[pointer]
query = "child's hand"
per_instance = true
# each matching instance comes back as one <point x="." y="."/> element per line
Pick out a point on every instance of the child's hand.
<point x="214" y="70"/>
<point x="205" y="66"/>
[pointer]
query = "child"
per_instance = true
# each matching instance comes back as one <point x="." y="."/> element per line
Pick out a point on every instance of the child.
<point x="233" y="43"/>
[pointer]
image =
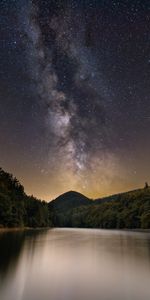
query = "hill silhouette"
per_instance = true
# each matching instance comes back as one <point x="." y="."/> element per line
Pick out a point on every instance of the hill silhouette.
<point x="129" y="210"/>
<point x="69" y="200"/>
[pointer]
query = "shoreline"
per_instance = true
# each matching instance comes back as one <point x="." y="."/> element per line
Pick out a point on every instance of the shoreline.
<point x="11" y="229"/>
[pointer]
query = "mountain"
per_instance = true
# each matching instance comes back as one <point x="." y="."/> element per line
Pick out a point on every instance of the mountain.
<point x="69" y="201"/>
<point x="128" y="210"/>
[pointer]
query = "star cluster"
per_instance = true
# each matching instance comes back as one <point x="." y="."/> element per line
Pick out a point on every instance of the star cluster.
<point x="75" y="89"/>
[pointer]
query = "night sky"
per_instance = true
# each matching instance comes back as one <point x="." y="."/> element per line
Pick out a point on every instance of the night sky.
<point x="75" y="95"/>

*****

* Work instruction *
Copy the data verbatim, skipping any image it holds.

* Written solution *
[pointer]
query = "child's hand"
per_instance = true
# each matching instance comes back as one <point x="." y="."/> element per line
Pick out a point on every instance of the child's hand.
<point x="214" y="70"/>
<point x="205" y="66"/>
[pointer]
query = "child"
per_instance = true
# each matching instance comes back as one <point x="." y="."/> element per line
Pick out a point on every instance of the child.
<point x="233" y="43"/>
[pointer]
image =
query = "hill silhouette"
per_instance = true
# each matching instance comes back as one <point x="." y="."/> element per line
Pick out a point on every instance of the hill silhouette.
<point x="129" y="210"/>
<point x="69" y="200"/>
[pointer]
query = "shoreline"
per_instance = true
# each matching instance comes back as one <point x="." y="."/> element per line
Pick out a point on every instance of the shoreline.
<point x="11" y="229"/>
[pointer]
query = "mountain"
per_instance = true
# each matching instance comes back as one <point x="." y="."/> element per line
Pick out a point on every instance of the mountain.
<point x="69" y="201"/>
<point x="128" y="210"/>
[pointer]
query = "star cluster"
per_instance = true
# each matching instance comes back as one <point x="." y="."/> element per line
Pick out a point on every instance of the star cluster.
<point x="75" y="89"/>
[pointer]
query = "night sky"
per_instance = true
# each matching instance comes back as one <point x="." y="."/> element per line
Pick out a point on every instance of the night sky.
<point x="75" y="95"/>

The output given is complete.